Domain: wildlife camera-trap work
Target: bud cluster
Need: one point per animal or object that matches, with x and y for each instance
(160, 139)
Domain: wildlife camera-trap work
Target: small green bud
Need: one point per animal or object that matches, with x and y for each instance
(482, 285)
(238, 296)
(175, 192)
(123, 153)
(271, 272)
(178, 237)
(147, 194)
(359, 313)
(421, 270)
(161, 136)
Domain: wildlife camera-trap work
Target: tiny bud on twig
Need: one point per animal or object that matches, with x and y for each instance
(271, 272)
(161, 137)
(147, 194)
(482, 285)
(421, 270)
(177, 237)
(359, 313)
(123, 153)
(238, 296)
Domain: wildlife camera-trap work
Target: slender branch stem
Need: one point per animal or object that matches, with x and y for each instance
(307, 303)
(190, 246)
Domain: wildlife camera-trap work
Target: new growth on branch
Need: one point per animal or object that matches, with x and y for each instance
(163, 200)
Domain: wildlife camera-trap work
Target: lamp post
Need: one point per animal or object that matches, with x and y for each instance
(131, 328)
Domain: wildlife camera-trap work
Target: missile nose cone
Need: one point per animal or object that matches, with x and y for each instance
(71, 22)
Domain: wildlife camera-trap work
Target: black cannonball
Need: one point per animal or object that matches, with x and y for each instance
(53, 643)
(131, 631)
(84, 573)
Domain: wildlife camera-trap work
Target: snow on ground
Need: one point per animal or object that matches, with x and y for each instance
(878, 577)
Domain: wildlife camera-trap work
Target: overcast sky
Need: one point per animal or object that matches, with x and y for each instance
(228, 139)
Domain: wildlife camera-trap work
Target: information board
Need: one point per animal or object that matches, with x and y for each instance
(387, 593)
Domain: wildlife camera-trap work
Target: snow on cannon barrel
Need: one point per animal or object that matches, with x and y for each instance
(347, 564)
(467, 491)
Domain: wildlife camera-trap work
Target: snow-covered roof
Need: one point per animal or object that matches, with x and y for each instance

§ TASK PROMPT
Count the lines in the listing above that contain the word "snow". Reply with only the number.

§ EXERCISE RESULT
3